## EXERCISE
Transcribe the data that follows in full. Leave out the pictures.

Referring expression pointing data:
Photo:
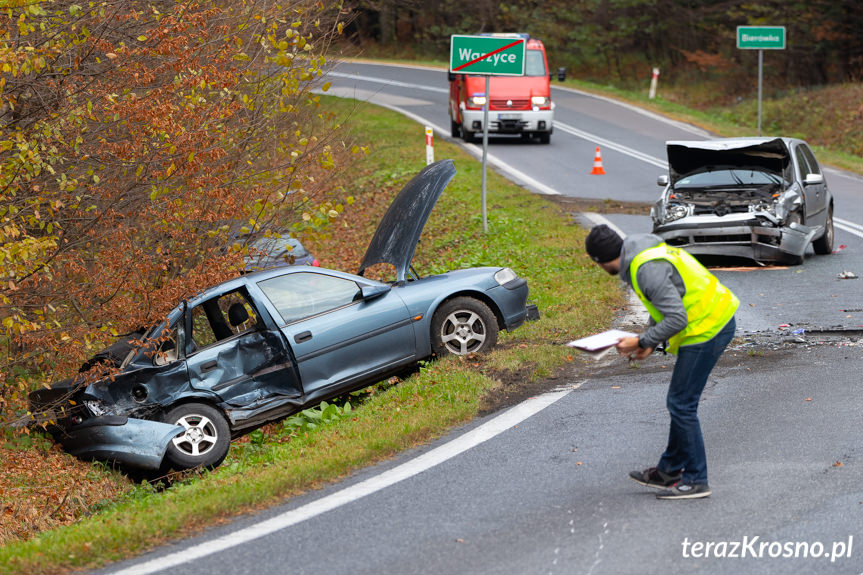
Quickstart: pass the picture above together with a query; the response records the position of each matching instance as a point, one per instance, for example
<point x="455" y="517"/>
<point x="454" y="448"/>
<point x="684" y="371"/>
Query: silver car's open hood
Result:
<point x="397" y="235"/>
<point x="687" y="157"/>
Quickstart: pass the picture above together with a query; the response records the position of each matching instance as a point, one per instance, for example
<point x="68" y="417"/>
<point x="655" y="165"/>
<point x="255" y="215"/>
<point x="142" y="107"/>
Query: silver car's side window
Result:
<point x="802" y="163"/>
<point x="222" y="317"/>
<point x="300" y="295"/>
<point x="810" y="157"/>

## SOLUTION FOR THIS EXERCISE
Photo:
Quickstart: pass the picture above together with a query; the response records the position of each matching instance as a point, one per instance, for example
<point x="455" y="517"/>
<point x="454" y="448"/>
<point x="684" y="371"/>
Query: silver car's open hood
Result:
<point x="397" y="235"/>
<point x="687" y="157"/>
Quickstart: pass the picture above together with a query; the response records the position of each matching instance as a point, one per instance, for example
<point x="68" y="417"/>
<point x="655" y="165"/>
<point x="255" y="215"/>
<point x="142" y="107"/>
Query: silver car's side window
Result:
<point x="802" y="163"/>
<point x="222" y="317"/>
<point x="300" y="295"/>
<point x="810" y="157"/>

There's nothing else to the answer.